◆ Task requirements ◆
Pull out every line in the entries below that contains the string "beanie". Case counts.

[BEGIN Material provided]

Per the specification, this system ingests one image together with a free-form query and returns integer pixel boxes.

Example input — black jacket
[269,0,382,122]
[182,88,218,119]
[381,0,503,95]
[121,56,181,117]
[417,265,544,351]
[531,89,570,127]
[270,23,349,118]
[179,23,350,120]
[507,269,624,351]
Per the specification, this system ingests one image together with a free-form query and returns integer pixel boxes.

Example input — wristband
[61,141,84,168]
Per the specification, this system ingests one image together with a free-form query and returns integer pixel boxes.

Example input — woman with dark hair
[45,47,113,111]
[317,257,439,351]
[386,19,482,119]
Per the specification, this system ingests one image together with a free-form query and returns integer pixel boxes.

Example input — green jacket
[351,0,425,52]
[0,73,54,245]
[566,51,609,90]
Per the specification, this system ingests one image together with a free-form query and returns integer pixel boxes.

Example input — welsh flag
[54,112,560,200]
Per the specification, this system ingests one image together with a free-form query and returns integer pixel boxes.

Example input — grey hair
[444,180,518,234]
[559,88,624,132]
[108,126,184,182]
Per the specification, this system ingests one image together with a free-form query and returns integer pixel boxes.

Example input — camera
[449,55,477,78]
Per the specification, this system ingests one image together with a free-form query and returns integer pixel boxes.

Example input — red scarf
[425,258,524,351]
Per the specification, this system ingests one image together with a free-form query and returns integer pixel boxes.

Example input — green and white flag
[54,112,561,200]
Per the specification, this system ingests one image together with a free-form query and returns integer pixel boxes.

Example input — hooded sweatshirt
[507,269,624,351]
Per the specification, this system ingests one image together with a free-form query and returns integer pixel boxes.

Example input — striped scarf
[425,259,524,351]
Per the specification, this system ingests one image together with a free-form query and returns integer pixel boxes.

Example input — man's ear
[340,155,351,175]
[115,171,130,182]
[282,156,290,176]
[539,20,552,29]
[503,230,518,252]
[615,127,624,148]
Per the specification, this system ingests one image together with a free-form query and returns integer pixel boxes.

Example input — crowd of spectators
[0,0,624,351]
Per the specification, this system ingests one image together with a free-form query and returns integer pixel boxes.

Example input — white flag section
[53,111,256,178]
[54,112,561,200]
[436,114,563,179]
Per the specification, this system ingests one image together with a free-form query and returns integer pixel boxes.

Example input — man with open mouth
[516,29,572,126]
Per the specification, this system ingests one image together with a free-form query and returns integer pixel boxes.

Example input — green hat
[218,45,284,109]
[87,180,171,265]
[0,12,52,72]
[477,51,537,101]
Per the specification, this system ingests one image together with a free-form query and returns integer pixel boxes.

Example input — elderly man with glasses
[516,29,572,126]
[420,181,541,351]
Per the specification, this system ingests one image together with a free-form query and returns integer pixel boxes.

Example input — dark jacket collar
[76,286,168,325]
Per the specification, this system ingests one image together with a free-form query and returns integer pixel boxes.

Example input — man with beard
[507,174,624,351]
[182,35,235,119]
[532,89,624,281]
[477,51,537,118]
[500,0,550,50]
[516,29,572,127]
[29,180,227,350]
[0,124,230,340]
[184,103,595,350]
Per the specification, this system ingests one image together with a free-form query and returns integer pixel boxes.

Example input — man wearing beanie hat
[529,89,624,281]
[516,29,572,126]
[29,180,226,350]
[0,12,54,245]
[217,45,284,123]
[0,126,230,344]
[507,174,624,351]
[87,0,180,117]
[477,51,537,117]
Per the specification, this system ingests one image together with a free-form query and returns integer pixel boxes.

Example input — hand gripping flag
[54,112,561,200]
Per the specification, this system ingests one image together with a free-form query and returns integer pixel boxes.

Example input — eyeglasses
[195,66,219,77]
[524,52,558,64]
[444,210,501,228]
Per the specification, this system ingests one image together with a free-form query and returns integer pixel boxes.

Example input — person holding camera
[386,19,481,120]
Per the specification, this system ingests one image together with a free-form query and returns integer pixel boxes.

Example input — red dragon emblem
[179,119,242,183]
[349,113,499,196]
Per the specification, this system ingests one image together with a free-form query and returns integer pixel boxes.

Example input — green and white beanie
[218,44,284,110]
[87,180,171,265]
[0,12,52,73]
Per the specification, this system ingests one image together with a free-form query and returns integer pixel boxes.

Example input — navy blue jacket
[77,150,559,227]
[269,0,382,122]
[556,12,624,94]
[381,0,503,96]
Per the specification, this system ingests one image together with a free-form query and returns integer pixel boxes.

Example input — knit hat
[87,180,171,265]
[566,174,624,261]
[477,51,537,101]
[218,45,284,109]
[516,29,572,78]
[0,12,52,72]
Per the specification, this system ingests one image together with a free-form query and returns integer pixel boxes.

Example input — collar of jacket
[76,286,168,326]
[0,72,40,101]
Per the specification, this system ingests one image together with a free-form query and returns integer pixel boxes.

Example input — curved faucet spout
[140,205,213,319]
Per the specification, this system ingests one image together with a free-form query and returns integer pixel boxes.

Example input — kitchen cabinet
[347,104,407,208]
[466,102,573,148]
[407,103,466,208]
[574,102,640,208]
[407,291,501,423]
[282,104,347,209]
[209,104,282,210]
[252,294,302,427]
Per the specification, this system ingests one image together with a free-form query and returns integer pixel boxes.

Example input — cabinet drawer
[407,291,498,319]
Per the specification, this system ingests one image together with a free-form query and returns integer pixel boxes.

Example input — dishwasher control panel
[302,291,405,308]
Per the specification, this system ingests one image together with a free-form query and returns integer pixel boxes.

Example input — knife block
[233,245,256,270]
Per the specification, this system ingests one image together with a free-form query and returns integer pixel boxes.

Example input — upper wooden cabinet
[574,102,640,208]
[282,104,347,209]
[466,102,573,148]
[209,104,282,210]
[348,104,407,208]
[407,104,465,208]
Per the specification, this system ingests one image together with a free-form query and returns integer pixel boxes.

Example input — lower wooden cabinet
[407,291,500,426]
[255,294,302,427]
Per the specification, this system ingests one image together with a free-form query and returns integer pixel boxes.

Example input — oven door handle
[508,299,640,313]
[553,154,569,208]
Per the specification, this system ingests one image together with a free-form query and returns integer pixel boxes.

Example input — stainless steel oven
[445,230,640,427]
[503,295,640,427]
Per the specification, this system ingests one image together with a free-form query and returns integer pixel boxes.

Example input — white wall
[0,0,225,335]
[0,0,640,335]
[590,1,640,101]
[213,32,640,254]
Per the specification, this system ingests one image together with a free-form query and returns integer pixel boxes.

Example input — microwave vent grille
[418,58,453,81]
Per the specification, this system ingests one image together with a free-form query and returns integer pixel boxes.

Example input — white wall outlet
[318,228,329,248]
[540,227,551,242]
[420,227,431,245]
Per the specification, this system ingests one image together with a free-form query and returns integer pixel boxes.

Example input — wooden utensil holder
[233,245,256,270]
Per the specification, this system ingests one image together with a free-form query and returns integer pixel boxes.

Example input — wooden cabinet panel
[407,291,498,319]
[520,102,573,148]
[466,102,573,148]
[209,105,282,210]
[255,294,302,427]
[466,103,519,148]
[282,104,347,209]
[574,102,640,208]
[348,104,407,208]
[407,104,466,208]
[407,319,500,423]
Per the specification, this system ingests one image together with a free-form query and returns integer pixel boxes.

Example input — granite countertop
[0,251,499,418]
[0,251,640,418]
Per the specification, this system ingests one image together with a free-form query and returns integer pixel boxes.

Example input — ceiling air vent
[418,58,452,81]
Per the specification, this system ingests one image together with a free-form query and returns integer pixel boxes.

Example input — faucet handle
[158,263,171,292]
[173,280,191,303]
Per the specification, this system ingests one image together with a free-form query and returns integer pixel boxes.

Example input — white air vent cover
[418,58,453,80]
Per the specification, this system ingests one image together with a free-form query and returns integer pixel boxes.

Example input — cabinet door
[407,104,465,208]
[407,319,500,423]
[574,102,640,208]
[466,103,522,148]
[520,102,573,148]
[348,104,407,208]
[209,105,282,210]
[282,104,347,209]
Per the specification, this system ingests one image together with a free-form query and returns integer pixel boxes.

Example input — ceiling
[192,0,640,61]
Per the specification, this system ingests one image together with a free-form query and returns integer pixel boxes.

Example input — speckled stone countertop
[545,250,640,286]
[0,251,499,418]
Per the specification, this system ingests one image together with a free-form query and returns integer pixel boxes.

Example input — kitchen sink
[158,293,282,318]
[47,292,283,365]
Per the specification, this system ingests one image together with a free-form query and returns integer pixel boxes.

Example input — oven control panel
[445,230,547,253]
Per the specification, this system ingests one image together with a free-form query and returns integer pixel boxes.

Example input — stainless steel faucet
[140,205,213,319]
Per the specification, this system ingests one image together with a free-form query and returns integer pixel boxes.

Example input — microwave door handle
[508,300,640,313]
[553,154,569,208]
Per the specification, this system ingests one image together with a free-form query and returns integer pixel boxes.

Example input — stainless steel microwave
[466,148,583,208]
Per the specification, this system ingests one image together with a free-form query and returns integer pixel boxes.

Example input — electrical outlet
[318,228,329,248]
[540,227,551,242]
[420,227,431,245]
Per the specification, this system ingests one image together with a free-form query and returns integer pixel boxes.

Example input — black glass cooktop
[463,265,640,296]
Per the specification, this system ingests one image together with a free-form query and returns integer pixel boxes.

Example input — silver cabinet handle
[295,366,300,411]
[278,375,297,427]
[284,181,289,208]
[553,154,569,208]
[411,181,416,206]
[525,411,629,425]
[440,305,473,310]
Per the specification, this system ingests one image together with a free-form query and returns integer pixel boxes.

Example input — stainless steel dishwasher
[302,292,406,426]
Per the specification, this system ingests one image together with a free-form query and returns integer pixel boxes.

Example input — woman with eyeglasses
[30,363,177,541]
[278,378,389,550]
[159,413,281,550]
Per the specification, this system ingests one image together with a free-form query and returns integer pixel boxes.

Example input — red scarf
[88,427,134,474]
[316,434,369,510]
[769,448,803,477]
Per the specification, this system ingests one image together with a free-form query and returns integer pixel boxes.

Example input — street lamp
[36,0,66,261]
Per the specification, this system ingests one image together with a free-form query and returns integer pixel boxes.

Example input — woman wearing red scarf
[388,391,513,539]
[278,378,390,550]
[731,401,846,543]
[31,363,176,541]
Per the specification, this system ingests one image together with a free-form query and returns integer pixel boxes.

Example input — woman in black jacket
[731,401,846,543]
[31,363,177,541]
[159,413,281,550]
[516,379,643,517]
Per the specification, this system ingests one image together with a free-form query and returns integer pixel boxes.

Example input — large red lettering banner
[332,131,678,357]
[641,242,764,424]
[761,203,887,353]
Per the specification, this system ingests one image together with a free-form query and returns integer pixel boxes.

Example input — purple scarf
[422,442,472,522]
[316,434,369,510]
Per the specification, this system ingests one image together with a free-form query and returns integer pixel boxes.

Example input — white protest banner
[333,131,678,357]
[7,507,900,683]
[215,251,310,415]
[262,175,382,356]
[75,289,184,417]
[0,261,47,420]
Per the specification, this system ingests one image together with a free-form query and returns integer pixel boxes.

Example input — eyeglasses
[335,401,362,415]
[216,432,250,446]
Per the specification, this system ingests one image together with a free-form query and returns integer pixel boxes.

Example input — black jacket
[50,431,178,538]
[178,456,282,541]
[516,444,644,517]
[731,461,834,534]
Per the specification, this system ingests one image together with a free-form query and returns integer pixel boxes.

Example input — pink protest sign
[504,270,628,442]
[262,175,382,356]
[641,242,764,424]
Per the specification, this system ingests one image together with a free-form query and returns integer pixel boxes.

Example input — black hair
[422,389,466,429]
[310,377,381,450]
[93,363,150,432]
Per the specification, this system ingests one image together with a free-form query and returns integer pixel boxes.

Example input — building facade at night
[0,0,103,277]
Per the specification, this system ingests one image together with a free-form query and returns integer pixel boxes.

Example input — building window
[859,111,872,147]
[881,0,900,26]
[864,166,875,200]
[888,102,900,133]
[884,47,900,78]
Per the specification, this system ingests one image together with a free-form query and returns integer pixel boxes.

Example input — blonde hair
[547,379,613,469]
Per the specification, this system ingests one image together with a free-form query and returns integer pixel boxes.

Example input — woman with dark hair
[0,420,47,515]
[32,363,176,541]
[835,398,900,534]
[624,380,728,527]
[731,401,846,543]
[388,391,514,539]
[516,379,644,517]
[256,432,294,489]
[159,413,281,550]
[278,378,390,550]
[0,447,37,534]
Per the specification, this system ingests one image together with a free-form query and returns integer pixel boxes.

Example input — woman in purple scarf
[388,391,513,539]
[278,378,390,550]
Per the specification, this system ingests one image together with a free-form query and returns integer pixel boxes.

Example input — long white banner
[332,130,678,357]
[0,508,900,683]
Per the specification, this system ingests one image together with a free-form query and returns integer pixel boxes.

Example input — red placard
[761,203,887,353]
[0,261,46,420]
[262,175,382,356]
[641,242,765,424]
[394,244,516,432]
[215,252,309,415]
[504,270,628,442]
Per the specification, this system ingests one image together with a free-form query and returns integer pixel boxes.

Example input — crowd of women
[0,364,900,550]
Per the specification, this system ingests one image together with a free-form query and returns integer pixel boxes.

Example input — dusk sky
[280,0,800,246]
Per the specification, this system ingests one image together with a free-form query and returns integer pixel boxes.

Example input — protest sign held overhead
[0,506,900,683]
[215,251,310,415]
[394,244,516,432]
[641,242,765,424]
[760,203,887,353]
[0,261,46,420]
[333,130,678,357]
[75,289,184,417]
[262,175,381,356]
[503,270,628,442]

[END Material provided]

◆ Problem solution ◆
Example input — man wearing beanie hat
Example input — green and white beanie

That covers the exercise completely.